9. Hukuk Dairesi 2016/17146 E. , 2020/5907 K.
'İçtihat Metni'
MAHKEMESİ :İŞ MAHKEMESİ
Taraflar arasında görülen dava sonucunda verilen kararın, temyizen incelenmesi davalı vekili tarafından istenilmekle, temyiz taleplerinin süresinde olduğu anlaşıldı. Dava dosyası için Tetkik Hakimi tarafından düzenlenen rapor dinlendikten sonra dosya incelendi, gereği konuşulup düşünüldü:
YARGITAY KARARI
A) Davacı isteminin özeti:
Davacı vekili, davacının, 14/04/2014 - 27/11/2014 tarihleri arasında freze operatörü olarak davalı iş yerinde çalıştığını, iş sözleşmesinin işçi tarafından emeklilik nedeniyle feshedildiğini, bir kısım işçilik alacaklarının ödenmediğini ileri sürerek kıdem tazminatı, ücret, yıllık izin ücreti, fazla mesai ücreti, hafta tatili ücreti, ulusal bayram genel tatil ücreti alacaklarını istemiştir.
B)Davalı cevabının özeti:
Davalı vekili, davacı işçinin hem emeklilik hem de prime esas kazancının gerçek kazançtan düşük gösterilmesini gerekçe göstererek sözleşmesini feshettiğini, davacının asgari ücret ile çalıştığını ve dilekçesinde belirttiği alacaklarının bulunmadığın, zamanaşımı itirazında bulunduklarını, iddia ve taleplerin yersiz olduğunu savunarak davanın reddini istemiştir.

• • •

■ Sorular ve Görevler
a: Karar metnine göre davacı vekilinin istediği alacak kalemlerinin tamamını sıralayın.
b: Satırlardan "road" dizesini içerenlerin hepsini döndürün. Büyük ve küçük harf farkı dikkate alınır.
Karar metni ile satırlar arasında herhangi bir bağlantı yoktur.

• • •

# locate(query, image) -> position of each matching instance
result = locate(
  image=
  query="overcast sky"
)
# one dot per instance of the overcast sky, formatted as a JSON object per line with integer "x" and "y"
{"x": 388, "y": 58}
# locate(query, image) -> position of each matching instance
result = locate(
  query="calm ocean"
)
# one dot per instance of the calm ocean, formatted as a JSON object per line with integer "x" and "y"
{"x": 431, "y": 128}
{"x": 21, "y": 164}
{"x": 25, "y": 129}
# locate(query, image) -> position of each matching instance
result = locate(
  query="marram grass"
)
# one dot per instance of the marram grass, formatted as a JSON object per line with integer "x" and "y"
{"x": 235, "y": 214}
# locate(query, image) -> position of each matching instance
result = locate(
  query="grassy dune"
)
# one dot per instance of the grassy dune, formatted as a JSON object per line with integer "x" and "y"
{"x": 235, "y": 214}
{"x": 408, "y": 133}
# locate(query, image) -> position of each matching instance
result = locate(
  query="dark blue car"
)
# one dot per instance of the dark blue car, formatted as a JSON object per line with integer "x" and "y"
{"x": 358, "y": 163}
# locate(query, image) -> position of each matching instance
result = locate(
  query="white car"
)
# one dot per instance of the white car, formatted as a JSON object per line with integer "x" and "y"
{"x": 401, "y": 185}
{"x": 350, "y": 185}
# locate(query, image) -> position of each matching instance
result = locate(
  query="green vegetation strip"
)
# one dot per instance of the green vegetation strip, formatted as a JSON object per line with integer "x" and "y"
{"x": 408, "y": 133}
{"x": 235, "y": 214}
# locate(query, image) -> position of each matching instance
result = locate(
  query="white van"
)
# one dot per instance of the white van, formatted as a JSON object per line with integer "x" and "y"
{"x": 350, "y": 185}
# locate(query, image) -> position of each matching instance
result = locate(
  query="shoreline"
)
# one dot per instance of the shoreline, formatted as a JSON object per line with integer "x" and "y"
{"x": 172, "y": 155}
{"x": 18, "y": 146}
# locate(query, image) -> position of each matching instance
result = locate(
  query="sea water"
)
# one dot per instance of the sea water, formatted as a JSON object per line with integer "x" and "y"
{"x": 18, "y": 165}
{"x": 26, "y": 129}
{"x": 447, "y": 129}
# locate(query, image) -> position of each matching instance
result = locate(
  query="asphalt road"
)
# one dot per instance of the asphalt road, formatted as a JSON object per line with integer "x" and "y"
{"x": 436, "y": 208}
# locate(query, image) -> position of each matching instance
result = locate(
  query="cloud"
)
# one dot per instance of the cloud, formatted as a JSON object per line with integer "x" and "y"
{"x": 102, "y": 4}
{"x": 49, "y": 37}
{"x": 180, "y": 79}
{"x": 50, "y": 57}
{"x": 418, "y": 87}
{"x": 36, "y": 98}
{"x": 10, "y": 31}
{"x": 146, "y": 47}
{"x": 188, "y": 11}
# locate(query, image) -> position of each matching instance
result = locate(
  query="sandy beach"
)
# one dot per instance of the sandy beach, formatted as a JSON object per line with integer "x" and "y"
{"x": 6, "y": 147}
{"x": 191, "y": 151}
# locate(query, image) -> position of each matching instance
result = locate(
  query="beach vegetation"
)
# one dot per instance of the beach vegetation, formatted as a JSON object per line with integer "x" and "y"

• • •

■ Görevlere Göre Cevaplar
a:
- kıdem tazminatı
- ücret
- yıllık izin ücreti
- fazla mesai ücreti
- hafta tatili ücreti
- ulusal bayram genel tatil ücreti

b:
  query="asphalt road"
# one dot per instance of the asphalt road, formatted as a JSON object per line with integer "x" and "y"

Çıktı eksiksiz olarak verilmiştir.